> **Task details**
Every line holding "Examine" should be copied from the records below.

> **Data for review**
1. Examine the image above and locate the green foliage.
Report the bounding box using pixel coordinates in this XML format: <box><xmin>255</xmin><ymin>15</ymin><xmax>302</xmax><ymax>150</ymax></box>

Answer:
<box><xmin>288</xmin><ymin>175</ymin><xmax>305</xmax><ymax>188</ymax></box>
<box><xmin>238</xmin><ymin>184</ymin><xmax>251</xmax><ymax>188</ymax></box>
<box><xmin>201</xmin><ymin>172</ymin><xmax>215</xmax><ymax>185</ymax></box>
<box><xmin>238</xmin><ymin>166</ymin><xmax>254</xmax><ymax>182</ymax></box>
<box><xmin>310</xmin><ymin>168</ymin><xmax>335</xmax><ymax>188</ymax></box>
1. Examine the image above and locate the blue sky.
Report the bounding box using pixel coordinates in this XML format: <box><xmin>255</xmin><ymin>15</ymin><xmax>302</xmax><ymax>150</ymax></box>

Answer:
==
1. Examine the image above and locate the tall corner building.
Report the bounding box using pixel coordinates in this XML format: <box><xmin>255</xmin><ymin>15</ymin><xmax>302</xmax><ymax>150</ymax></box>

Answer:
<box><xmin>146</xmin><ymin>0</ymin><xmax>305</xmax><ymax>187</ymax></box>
---
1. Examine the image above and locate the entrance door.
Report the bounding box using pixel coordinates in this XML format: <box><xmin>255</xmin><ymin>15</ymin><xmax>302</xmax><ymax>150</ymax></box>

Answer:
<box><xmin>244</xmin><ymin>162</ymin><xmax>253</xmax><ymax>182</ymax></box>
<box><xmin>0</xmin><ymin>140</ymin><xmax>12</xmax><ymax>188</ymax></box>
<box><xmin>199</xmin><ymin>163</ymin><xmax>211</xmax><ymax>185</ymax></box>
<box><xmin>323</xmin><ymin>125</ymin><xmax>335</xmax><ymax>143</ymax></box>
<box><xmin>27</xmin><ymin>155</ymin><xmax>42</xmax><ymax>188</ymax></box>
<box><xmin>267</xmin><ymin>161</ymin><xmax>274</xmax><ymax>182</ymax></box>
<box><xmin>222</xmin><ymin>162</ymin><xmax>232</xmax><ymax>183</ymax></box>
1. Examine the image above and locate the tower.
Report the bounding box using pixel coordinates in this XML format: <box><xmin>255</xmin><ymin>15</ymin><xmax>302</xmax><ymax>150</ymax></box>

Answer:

> **Written reply**
1. Examine the image above and locate the green foliage.
1. Examine the image above and locate the blue sky.
1. Examine the image above and locate the tall corner building.
1. Examine the image above and locate the entrance door.
1. Examine the image above and locate the tower.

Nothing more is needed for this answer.